Referring expression pointing data:
▶

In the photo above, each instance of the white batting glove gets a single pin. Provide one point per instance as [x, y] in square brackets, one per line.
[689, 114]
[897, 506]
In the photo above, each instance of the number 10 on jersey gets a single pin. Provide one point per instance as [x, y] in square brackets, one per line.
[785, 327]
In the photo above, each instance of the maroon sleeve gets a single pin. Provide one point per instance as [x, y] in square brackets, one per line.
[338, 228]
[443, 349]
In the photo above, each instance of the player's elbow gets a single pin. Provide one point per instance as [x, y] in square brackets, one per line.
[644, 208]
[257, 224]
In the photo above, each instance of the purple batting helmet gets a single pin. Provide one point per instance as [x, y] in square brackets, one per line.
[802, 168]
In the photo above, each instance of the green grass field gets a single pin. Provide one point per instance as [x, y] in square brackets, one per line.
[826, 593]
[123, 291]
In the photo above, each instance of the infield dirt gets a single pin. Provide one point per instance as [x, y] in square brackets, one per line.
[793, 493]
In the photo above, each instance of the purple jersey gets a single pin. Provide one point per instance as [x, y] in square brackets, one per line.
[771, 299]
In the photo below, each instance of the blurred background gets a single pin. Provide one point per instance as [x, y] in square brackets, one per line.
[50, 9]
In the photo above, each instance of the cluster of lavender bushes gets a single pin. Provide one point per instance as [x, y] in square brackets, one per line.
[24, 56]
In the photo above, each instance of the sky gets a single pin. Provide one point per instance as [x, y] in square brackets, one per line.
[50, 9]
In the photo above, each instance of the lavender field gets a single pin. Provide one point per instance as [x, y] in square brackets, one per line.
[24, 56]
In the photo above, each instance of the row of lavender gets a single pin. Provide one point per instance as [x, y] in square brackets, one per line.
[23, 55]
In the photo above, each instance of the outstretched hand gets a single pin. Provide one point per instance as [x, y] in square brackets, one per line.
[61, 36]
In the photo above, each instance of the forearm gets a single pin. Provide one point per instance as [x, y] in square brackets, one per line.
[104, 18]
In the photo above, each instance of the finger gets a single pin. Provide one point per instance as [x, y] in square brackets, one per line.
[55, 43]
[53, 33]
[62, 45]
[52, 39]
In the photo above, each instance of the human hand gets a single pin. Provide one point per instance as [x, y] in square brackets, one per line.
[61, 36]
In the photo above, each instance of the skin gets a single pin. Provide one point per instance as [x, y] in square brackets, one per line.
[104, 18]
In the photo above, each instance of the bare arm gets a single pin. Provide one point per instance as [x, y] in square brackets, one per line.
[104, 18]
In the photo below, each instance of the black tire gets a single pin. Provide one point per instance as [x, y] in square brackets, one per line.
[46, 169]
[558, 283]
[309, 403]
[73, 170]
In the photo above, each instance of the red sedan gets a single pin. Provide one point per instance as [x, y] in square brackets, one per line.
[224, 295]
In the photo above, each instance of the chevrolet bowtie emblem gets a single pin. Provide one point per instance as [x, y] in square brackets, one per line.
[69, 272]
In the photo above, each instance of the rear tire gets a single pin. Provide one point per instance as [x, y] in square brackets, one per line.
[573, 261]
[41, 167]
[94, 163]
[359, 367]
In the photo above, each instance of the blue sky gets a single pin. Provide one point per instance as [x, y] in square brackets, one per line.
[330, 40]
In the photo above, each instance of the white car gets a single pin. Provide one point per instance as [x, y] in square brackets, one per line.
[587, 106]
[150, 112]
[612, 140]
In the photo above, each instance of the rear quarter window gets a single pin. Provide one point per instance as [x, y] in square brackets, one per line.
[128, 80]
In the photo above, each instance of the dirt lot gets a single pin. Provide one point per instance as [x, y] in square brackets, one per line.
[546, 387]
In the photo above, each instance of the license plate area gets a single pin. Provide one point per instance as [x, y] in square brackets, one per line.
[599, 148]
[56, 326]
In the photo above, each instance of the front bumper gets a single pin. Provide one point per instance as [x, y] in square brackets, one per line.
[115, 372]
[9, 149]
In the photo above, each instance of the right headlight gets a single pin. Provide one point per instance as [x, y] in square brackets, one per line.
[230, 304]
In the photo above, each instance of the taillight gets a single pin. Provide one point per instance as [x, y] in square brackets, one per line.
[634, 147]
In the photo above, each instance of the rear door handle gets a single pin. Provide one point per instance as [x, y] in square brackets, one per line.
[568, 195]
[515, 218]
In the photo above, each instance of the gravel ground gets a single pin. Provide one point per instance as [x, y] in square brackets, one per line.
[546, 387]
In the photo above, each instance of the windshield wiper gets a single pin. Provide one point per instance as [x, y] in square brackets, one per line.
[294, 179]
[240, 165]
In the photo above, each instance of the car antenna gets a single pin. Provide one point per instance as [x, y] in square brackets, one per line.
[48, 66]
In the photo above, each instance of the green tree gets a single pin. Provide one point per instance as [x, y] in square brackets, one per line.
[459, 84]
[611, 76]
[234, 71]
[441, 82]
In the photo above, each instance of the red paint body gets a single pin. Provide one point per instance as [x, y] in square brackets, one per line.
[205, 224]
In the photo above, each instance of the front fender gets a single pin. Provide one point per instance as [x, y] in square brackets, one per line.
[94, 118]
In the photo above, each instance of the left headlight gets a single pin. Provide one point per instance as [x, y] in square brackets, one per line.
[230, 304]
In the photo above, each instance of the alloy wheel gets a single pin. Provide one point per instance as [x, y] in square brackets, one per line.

◀

**Activity**
When you reach the end of the data, write every line out again verbatim.

**Task output**
In the photo above, each instance of the white batting glove gets a single pin. Provide one point per instance as [x, y] in square brackets, one per line.
[689, 114]
[897, 506]
In the photo above, each instance of the number 10 on jersey gets a single pin. Provide one point per instance as [x, y] in square brackets, one per line.
[785, 327]
In the photo above, each instance of the maroon sleeve gets a single pin. Provide one point per instance as [x, y] in square brackets, one per line.
[338, 228]
[443, 349]
In the photo above, each instance of the player's elbow gets a single pin. Provide one point per instance as [x, y] in square brackets, one per line.
[644, 208]
[257, 224]
In the photo above, each instance of the purple batting helmet gets a single pin. Provide one point per instance as [x, y] in square brackets, one per line.
[802, 168]
In the photo above, each instance of the green grass field gets a single pin. Provide one point per instance as [x, y] in square brackets, one per line.
[826, 593]
[123, 291]
In the photo above, each instance of the infield dirt gets a single pin. Provide one point per instance as [x, y] in square brackets, one per line.
[793, 493]
In the photo above, each instance of the purple jersey gets a single pin. Provide one point per instance as [x, y] in square brackets, one per line.
[771, 299]
In the photo below, each instance of the blurred background gets a single pin. Provide one point per instance as [x, y] in square brackets, one per line.
[50, 9]
In the photo above, each instance of the cluster of lavender bushes gets a single pin. Provide one point per instance as [x, y] in square brackets, one per line.
[24, 56]
In the photo above, each instance of the sky gets a single pin. Provide one point per instance as [x, y] in square brackets, one per line.
[50, 9]
In the photo above, each instance of the lavender field gets a single pin. Provide one point per instance as [x, y] in square brackets, one per line.
[24, 56]
In the photo above, each instance of the row of lavender gets a single pin. Provide one point per instance as [x, y] in square brackets, one per line.
[23, 55]
In the photo above, each instance of the outstretched hand gets a single pin. Provide one point per instance as [x, y] in square brackets, one per line.
[61, 36]
In the photo above, each instance of the forearm gets a single pin. Provide one point per instance as [x, y] in square brackets, one per line.
[104, 18]
In the photo above, each instance of the finger gets a single pin. Provide one point per instance as [x, y] in square brackets, one per line.
[55, 43]
[53, 33]
[62, 45]
[52, 39]
In the photo above, each instance of the human hand gets a single pin. Provide one point per instance as [x, y] in square brackets, one per line.
[61, 36]
In the photo above, each instance of the skin gets a single pin. Provide one point per instance as [x, y] in square brackets, one per line.
[104, 18]
In the photo above, each instance of the bare arm gets a single pin. Provide one point per instance as [x, y] in square brackets, one per line.
[104, 18]
In the photo below, each instance of the black tire gets a single pin. Provide one point per instance as [x, y] in square brackets, one per line.
[46, 169]
[558, 283]
[309, 403]
[73, 170]
In the photo above, each instance of the red sedan gets a single pin. Provide one point per instance as [x, y] in square brackets, one per line.
[224, 295]
In the photo above, each instance of the chevrolet bowtie emblem gets a single pin. Provide one point per instance as [x, y] in square brackets, one per line.
[69, 272]
In the photo above, each instance of the rear tire gets a single pin. Provide one point per instance as [x, y] in square brackets, one per line.
[573, 261]
[41, 167]
[94, 163]
[359, 367]
In the photo above, each instance of the blue sky gets a single pin. Provide one point per instance as [x, y] in square brackets, one per line.
[330, 40]
In the photo above, each instance of the white car gets a single pin. Provide one point per instance as [x, y] in square brackets, one per line.
[587, 106]
[150, 112]
[612, 140]
In the photo above, each instance of the rear quarter window gets a single pin. Provide one point per instance as [x, y] in square brackets, one per line.
[128, 80]
In the photo above, each instance of the dirt lot gets a single pin. Provide one point per instance as [x, y] in square brackets, one per line.
[546, 387]
In the photo above, each instance of the license plate area gets a single pin. Provide one point per instance as [x, y] in square brackets, one per line.
[599, 148]
[56, 326]
In the photo above, each instance of the front bumper gets a single pin. Provide one point per instance as [x, y] in square brackets, one per line.
[115, 372]
[9, 149]
In the photo above, each instance of the right headlight gets a single pin. Provide one point per instance as [x, y] in square brackets, one per line.
[230, 304]
In the photo above, each instance of the taillight gets a single pin. Provide one point per instance as [x, y] in square brackets, one per line.
[634, 147]
In the photo above, each instance of the rear door handle gets a single pin. Provide one point per instance as [x, y] in square brackets, one per line.
[568, 195]
[515, 218]
In the photo above, each instance of the gravel ground gets a single pin. Provide one point per instance as [x, y] in square brackets, one per line.
[546, 387]
In the photo above, each instance of the windshield wiper gets a single pin. Provide one point per instance as [x, y] in square brackets, one per line.
[294, 179]
[240, 165]
In the photo above, each instance of the car antenna gets a single pin. Provide one point per instance as [x, y] in square brackets, one per line.
[48, 66]
In the photo above, each instance of the green tree gets a single pin. Provide one point per instance as [x, y] in square brackets, one per line.
[459, 84]
[611, 76]
[234, 71]
[441, 82]
In the photo above, each instance of the red paint body gets a single pin. Provide one point per instance as [x, y] in square brackets, one per line.
[205, 224]
In the photo above, each instance of the front fender gets a single pin. Provide one point per instance as [x, y] in square brackets, one per line.
[94, 118]
In the photo above, each instance of the left headlight gets a single pin. Provide one point per instance as [x, y] in square brackets, one per line.
[230, 304]
In the photo above, each instance of the alloy wheel gets a single pin. Provide one point per instance as [x, y] in square brackets, one per line.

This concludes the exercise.